• **Task details**
Across the whole listing, copy out every line that includes the string "below".

• **Record extracts**
++++

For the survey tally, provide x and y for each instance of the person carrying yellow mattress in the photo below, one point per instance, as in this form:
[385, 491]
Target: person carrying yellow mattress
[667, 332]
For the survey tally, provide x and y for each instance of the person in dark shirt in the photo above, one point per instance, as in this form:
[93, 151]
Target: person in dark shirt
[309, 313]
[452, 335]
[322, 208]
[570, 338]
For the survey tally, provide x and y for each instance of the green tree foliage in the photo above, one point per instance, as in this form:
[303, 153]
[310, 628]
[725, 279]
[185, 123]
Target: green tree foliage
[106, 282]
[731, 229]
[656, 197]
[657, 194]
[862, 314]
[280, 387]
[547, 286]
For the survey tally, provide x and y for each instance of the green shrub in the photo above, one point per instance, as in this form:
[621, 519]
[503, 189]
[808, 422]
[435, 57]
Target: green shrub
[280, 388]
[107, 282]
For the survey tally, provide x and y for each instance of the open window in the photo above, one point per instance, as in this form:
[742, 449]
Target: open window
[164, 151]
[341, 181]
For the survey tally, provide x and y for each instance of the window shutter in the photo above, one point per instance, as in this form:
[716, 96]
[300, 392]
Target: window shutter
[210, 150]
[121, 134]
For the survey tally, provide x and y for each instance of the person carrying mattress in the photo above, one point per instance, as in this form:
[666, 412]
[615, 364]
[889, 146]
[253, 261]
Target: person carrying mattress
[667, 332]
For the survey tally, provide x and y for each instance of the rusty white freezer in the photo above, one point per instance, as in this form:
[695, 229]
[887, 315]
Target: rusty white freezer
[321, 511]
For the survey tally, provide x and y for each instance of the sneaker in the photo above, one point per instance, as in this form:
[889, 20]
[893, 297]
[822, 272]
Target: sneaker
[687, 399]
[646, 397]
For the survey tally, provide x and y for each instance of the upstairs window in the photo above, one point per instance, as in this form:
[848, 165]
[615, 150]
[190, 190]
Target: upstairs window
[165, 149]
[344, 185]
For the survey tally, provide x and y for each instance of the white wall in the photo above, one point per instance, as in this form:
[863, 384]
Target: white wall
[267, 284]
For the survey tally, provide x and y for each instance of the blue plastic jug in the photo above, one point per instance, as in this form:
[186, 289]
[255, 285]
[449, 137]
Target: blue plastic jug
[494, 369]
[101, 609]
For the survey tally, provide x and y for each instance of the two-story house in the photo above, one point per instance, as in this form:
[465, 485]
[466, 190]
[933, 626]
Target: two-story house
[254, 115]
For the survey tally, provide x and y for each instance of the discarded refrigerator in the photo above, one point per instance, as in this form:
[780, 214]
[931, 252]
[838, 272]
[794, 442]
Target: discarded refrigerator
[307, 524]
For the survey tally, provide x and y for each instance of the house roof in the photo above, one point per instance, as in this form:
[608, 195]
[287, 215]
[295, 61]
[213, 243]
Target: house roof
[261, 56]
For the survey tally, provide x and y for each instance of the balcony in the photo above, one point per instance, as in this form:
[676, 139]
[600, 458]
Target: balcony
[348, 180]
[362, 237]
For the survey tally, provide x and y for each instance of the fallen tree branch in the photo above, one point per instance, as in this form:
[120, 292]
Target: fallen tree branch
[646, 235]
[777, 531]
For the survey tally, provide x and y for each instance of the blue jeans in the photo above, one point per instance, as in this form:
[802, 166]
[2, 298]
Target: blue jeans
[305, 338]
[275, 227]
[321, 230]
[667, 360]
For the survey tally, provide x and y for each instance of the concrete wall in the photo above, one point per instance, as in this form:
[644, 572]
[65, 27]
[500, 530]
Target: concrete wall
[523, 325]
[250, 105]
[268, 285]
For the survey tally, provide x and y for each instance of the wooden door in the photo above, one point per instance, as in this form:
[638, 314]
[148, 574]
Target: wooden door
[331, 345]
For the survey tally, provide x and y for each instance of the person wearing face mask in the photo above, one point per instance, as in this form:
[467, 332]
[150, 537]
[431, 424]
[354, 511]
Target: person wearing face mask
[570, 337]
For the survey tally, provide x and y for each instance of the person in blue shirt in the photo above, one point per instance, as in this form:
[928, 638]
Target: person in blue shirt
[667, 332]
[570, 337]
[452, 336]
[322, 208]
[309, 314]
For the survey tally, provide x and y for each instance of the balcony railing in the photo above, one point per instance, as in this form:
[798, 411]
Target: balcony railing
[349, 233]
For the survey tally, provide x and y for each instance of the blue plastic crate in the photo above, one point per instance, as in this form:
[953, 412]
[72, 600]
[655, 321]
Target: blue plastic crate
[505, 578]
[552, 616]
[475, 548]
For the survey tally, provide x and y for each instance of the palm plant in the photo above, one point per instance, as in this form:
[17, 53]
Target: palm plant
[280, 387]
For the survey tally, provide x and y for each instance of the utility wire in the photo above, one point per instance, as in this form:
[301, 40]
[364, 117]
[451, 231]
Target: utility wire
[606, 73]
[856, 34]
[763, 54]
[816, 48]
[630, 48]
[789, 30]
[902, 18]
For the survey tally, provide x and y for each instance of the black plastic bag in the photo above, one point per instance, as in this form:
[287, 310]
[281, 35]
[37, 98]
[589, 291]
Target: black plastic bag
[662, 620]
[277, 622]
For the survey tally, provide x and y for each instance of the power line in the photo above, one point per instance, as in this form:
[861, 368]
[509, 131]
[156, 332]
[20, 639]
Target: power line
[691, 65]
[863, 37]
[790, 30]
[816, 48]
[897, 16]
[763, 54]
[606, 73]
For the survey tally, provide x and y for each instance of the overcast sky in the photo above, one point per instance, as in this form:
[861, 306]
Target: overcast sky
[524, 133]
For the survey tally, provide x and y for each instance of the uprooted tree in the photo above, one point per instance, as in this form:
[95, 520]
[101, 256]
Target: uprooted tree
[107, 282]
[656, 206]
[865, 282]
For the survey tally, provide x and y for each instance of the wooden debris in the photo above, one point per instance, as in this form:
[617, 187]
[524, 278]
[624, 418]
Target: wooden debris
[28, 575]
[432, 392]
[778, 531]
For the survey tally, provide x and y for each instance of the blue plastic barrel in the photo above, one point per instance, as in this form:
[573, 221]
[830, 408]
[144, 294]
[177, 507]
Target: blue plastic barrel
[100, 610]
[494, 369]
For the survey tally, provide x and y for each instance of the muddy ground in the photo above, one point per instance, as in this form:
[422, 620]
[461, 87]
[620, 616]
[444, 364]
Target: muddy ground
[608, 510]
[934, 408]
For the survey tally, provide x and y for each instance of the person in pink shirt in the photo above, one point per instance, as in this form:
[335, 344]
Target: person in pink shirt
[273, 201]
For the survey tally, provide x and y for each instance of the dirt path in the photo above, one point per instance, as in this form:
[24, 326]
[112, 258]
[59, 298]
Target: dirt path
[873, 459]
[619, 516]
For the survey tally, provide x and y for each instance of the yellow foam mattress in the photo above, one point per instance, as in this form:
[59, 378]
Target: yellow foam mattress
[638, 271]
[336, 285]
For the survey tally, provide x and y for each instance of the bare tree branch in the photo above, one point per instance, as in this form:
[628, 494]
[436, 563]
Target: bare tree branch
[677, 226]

++++

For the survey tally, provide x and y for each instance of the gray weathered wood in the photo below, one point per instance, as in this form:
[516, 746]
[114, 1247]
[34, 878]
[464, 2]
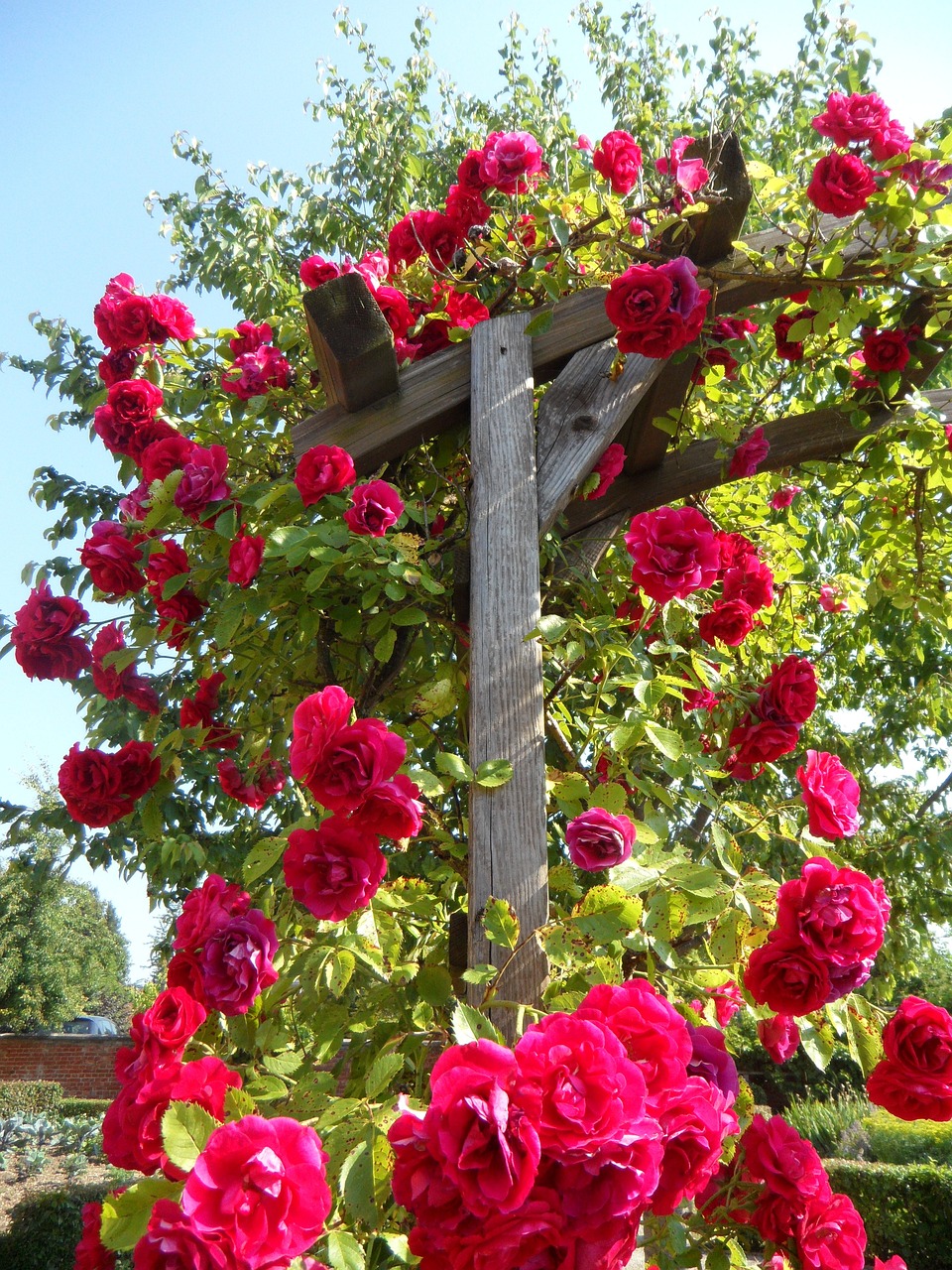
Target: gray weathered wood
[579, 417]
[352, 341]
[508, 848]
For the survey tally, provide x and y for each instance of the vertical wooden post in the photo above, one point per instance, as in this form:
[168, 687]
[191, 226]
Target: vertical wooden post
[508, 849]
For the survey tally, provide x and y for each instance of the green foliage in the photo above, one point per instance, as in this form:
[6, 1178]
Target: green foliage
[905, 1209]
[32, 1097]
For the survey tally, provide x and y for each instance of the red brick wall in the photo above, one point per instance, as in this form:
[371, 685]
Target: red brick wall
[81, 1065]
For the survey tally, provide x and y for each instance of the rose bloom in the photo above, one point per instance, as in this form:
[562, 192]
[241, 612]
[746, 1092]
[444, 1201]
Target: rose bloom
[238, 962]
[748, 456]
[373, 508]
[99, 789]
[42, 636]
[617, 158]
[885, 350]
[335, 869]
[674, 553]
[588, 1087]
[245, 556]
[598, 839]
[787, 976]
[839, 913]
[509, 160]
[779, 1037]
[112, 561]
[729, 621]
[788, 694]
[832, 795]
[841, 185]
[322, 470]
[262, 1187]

++++

• **Output for this task**
For the survey tally, provide x and y for each instance of the person carrying yellow mattress in the photo below, one point per instance, as in this form:
For the survey tally, provide x and y for each instance of the gray weathered wood in the photo below, one point per instance, as in this form:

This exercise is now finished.